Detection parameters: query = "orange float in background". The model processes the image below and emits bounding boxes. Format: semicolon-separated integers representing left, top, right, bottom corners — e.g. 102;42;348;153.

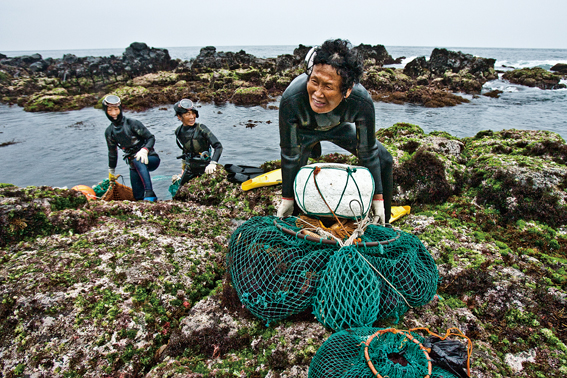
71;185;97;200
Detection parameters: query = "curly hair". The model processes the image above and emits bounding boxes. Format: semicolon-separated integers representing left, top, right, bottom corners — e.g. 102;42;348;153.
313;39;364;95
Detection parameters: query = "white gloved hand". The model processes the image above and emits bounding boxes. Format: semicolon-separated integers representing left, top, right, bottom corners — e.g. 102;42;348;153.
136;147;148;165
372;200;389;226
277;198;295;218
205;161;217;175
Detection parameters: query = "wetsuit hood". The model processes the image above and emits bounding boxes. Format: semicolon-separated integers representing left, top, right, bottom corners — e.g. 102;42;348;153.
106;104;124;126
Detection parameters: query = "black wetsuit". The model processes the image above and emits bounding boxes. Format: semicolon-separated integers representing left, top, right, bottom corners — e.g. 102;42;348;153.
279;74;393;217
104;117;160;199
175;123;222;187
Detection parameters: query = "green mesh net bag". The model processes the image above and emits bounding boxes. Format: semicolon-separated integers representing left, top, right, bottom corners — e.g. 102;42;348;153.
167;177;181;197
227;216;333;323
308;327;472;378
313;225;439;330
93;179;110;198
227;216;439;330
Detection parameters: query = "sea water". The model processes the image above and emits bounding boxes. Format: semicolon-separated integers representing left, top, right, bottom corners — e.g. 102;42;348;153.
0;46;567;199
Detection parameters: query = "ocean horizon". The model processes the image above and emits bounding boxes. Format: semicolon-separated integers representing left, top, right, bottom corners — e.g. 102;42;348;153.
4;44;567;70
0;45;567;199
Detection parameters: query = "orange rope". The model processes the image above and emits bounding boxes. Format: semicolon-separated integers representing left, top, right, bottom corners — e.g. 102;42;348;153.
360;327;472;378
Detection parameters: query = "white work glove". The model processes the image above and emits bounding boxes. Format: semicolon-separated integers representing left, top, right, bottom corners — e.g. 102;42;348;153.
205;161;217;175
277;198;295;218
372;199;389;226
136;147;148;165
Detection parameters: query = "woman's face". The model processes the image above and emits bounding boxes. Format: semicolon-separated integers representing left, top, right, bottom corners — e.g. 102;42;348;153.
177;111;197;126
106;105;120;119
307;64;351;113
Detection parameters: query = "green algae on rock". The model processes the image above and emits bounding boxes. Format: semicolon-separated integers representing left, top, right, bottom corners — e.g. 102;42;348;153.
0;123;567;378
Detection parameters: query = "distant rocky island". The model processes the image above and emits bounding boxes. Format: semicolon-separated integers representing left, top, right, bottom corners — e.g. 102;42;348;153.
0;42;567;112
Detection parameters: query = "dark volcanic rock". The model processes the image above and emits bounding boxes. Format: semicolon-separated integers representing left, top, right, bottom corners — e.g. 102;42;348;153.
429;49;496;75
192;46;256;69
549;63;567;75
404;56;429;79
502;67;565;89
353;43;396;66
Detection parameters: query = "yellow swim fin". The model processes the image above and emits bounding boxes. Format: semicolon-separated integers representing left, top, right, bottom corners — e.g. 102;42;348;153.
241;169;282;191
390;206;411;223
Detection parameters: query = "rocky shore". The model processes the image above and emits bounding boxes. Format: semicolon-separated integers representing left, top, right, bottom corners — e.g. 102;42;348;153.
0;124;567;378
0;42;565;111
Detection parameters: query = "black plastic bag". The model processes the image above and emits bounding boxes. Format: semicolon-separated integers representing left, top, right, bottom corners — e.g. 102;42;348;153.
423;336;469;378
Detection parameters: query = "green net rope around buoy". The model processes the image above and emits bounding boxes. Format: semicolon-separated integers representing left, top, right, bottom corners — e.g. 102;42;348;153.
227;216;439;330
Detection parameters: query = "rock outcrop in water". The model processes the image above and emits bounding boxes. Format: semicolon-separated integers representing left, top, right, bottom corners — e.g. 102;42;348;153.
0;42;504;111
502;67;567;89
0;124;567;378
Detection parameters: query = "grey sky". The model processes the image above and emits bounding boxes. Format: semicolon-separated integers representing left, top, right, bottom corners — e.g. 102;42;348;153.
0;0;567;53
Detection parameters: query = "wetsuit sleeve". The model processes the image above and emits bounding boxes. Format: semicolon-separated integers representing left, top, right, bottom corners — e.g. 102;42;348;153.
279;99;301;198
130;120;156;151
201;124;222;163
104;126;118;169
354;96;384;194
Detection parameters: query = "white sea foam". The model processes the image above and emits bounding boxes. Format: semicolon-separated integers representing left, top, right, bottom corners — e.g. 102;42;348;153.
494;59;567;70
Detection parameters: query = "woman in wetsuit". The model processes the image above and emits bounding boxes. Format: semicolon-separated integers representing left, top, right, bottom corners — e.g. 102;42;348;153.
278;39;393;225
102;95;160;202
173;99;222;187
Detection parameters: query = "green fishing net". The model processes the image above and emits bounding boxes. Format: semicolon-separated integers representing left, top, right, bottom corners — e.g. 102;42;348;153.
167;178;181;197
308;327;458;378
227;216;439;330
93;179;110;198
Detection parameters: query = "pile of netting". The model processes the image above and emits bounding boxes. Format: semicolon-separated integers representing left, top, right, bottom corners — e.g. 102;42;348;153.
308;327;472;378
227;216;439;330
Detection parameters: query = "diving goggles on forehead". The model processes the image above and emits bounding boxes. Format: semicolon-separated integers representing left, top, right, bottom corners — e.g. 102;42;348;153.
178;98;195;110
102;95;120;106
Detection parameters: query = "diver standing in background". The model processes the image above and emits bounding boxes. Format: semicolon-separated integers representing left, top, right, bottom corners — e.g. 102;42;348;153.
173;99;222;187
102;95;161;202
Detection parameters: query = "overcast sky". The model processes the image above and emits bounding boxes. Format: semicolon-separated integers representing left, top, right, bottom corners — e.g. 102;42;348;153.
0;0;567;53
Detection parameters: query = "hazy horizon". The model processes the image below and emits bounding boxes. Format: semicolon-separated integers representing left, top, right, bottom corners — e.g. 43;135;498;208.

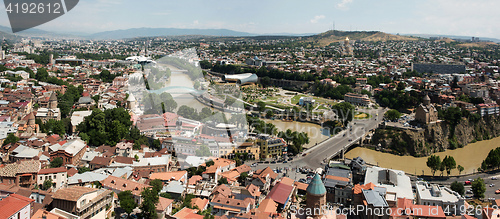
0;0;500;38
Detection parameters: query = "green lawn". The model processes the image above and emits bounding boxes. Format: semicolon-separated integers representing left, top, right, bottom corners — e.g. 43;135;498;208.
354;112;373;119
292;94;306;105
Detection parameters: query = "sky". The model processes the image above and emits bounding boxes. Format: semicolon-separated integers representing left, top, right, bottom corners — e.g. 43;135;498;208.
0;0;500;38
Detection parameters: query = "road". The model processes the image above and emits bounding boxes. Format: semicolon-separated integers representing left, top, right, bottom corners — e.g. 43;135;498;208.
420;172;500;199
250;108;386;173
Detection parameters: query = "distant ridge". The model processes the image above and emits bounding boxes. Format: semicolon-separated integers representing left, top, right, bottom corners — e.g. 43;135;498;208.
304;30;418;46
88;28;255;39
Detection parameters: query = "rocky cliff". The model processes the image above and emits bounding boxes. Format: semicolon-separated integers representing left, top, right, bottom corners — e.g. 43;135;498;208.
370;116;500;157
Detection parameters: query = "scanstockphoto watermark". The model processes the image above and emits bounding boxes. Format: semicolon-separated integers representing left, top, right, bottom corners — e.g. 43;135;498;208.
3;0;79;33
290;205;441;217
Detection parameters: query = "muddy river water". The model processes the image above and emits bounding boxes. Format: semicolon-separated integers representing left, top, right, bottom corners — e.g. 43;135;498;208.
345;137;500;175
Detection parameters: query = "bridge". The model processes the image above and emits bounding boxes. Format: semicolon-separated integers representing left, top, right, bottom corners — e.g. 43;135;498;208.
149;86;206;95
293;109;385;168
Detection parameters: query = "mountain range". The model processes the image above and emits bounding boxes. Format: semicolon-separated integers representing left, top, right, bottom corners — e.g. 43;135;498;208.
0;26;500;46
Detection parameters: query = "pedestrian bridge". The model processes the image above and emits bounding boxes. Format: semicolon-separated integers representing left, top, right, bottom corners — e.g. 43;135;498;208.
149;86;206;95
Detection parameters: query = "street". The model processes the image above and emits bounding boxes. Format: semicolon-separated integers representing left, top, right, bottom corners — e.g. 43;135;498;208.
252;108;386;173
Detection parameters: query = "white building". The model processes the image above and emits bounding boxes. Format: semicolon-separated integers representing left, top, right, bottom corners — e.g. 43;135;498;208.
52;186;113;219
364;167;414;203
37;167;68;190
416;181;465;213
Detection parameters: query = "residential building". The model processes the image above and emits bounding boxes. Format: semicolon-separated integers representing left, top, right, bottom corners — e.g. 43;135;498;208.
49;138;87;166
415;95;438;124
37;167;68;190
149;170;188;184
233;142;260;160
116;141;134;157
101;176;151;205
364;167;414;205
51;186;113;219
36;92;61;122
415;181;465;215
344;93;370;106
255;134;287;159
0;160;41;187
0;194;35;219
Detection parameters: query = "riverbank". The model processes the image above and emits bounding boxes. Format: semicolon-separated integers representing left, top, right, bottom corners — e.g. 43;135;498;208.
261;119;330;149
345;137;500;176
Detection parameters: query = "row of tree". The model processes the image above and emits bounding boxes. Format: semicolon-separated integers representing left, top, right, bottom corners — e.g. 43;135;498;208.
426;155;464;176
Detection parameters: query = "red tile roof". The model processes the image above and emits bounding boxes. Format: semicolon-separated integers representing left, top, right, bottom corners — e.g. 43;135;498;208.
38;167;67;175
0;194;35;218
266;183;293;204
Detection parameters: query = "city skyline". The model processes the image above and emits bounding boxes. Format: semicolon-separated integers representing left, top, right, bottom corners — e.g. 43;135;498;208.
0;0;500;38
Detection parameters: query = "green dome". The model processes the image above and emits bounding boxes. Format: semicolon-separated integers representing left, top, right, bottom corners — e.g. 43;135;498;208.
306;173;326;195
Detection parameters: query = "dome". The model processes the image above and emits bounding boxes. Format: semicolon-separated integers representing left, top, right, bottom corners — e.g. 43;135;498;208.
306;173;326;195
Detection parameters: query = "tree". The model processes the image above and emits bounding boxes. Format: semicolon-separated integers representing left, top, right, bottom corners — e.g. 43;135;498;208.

┄┄┄┄┄┄┄┄┄┄┄┄┄┄┄┄┄┄┄┄

• _Exercise_: Rescale the part of the listing that opens with the line containing "net rope around" and closes with the line containing "102;95;120;106", both lines included, and give only that part. Copy the requests unchanged, including their format samples, and multiply every bounding-box coordinate in the answers by 1.55, rounding to whole numbers with halves rounded up.

• _Task answer_:
Detection parameters: query = "green net rope around buoy". The model processes the image above and emits bounding boxes. Format: semicolon-separated integers representing left, top, right, bottom corners — e.g. 102;42;348;153.
352;335;680;512
Detection parameters: query = "rock outcrop in water". The model processes the image above and emits bounding boxes. Format: semicolon-separated integers representing left, top, right, bottom corners — e.g. 102;42;348;153.
0;65;781;172
778;104;879;138
0;192;879;586
Detection parameters: query = "grey sky". The model processes the image above and emits bounding boxes. Format: semicolon-separated integers representing left, top, right, bottom corners — e.g. 102;42;348;153.
0;0;879;82
Detection parameters: query = "wetsuit sleeve". The model processes the image above and emits bounding boxes. Format: semicolon-separated integers representing left, top, right, bottom corners — e.g. 102;42;348;153.
432;153;467;307
202;186;242;234
312;192;344;253
161;195;183;262
549;149;595;301
Detection parameters: query = "white sea foam". The model processes the image above and emits bounding boxes. Format: semicolon-separated integers representing left, top, right, bottom corners — e.g. 102;42;348;153.
766;91;879;109
Detection parameters: query = "woman in wetsuit". The model processes the image above and emits bounding boxes. Format: semicolon-separated integers representing left, top, right, bottom corners — e.g. 102;42;348;153.
431;60;609;349
158;147;248;313
268;153;344;290
Detection parameters: query = "green fishing net". The model processes the image above and emits bounding boxes. Format: semicolon-separated integers representing left, top, right, bottom corners — e.g. 102;42;348;153.
259;276;281;305
477;507;710;586
352;335;680;512
144;277;171;307
Detection parameters: query = "pile of netting". The model processes the image above and emits bounding boxes. Format: semicolon-separated integers representing left, top, right, bottom corners — e.g. 102;42;348;153.
477;507;732;586
352;335;680;512
Detection parameters: query = "diving goggles on forehead". The model processes the image above and emits bounding boxes. Format: semicolon-separated integers representing left, top, right, bottom corners — e.g. 102;42;348;153.
276;152;302;171
158;147;186;164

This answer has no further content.